How to know it’s working: towel stays pinned; the arm works in connection with the torso through impact.

Drill 3: Pump drill (sequencing feel)

Equipment: none. Time: 5 minutes.

  1. Take your address. Make a backswing to the top.
  2. From the top, “pump” the club down to waist height by initiating with your lower body. Hips first, hands stay back.
  3. Pump 3 times in a row, then on the 3rd pump complete the swing and hit the ball.

How to know it’s working: you feel the club “drop into the slot” on the inside; the trail elbow stays in front of the trail hip.

Drill 4: Wall-behind-you drill

Equipment: a wall. Time: 10 minutes.

  1. Stand with your back near a wall (about 12 inches away).
  2. Make a slow swing. If the club hits the wall on the downswing transition, you’re going over the top.
  3. Adjust the path until the club misses the wall.

How to know it’s working: the club drops down the inside, not across the top; you feel your shoulders coming down inside the original shaft plane.

Drill 5: Headcover-outside-ball drill

Equipment: headcover, balls, 7-iron. Time: 10 minutes.

  1. Place a headcover on the ground 4–6 inches outside the ball, parallel to the target line.

Stored data entries:

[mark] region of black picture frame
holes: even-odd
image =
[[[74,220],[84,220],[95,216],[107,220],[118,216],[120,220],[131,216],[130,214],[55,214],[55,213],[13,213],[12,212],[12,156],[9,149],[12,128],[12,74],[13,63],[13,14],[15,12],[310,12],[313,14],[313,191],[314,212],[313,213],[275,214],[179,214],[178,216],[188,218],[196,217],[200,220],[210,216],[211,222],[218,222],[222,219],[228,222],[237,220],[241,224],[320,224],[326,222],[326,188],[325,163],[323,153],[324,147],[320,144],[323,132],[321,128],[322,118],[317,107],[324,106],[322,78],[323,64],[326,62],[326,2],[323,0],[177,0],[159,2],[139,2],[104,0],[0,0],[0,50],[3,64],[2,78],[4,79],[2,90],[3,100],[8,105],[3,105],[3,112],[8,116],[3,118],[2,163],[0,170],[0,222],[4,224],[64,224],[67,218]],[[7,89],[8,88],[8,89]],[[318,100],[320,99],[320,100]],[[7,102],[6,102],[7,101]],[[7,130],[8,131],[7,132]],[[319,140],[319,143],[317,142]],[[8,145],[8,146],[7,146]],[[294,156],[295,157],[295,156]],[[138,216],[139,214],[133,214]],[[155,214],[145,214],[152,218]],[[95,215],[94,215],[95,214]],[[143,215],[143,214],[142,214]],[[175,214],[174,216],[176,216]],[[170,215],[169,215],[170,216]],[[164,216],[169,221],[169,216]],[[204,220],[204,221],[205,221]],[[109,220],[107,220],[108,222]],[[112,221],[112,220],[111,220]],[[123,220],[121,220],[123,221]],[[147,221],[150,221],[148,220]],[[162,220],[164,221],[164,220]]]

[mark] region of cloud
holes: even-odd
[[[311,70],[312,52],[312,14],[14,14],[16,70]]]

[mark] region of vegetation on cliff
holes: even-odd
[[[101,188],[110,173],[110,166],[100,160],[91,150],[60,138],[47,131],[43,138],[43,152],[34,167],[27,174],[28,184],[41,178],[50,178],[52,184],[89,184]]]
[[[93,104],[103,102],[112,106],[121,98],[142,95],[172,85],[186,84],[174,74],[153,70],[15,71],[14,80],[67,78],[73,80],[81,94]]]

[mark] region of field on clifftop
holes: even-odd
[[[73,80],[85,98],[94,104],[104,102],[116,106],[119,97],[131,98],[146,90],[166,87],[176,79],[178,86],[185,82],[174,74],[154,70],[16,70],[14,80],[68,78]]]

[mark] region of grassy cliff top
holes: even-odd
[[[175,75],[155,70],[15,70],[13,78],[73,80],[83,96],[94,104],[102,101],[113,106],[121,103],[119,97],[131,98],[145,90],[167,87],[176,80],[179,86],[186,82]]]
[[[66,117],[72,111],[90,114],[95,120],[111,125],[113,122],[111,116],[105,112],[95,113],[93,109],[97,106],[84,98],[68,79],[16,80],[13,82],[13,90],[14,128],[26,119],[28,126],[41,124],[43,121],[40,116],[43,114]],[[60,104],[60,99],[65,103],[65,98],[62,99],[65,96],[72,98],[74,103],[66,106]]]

* Exercise details: Retype the golf drills text exactly, starting with "2. Make a slow" and going on through "7-iron. Time: 10 minutes.".

* Response to this task:
2. Make a slow swing. If the club hits the wall on the downswing transition, you’re going over the top.
  3. Adjust the path until the club misses the wall.

How to know it’s working: the club drops down the inside, not across the top; you feel your shoulders coming down inside the original shaft plane.

Drill 5: Headcover-outside-ball drill

Equipment: headcover, balls, 7-iron. Time: 10 minutes.